> Excerpt to read:
((

Discussion List Archives

[Date Prev][Date Next][Thread Prev][Thread Next][Date Index][Thread Index]

Re: [ddlm-group] Alternative proposal for eliding. .

On Tuesday, June 07, 2011 10:01 PM, James Hester wrote:
>I agree that misreading of a legacy file without incurring a parsing error is practically impossible.
>
>We should, however, make it possible in CIF2 to present multiline values containing a backslash before the first <eol> without risking a parsing error on read when this <backslash> is misunderstood as a prefix flag.
>
>I suggest the following rule be added to the Grazulis proposal:
>(Rule one) The <eol> at the end of the first line of all <eol><semicolon> delimited values does not form part of the data value.
>
>This works as follows: when encoding a datavalue inside an <eol><semicolon> delimited string, a simple output routine would always insert an <eol> immediately after the <semicolon>, unless it wishes to use the prefix and/or line folding conventions.  On reading an <eol><semicolon> >string, this first <eol> is always discarded.

))

> Stored data:
((

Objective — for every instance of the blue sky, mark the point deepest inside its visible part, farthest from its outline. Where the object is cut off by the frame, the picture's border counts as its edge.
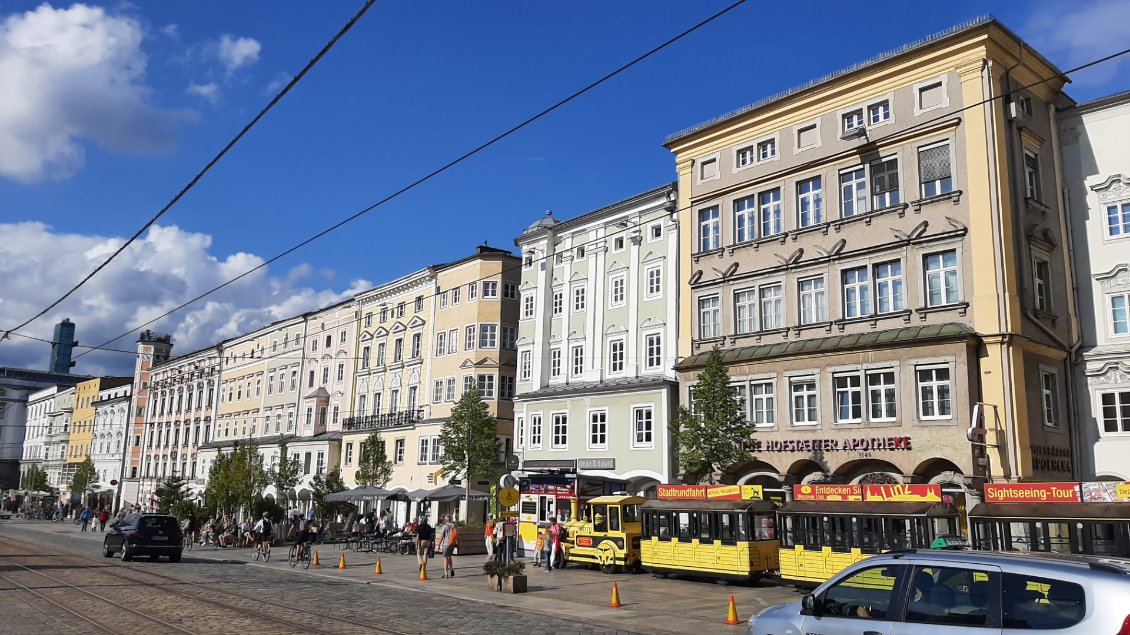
(413, 86)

))

> Problem to work on: Copy word for word the passage of the mailing-list post on eliding above that starts with "On Tuesday, June" and finishes with "is always discarded.".

> Finished task:
On Tuesday, June 07, 2011 10:01 PM, James Hester wrote:
>I agree that misreading of a legacy file without incurring a parsing error is practically impossible.
>
>We should, however, make it possible in CIF2 to present multiline values containing a backslash before the first <eol> without risking a parsing error on read when this <backslash> is misunderstood as a prefix flag.
>
>I suggest the following rule be added to the Grazulis proposal:
>(Rule one) The <eol> at the end of the first line of all <eol><semicolon> delimited values does not form part of the data value.
>
>This works as follows: when encoding a datavalue inside an <eol><semicolon> delimited string, a simple output routine would always insert an <eol> immediately after the <semicolon>, unless it wishes to use the prefix and/or line folding conventions.  On reading an <eol><semicolon> >string, this first <eol> is always discarded.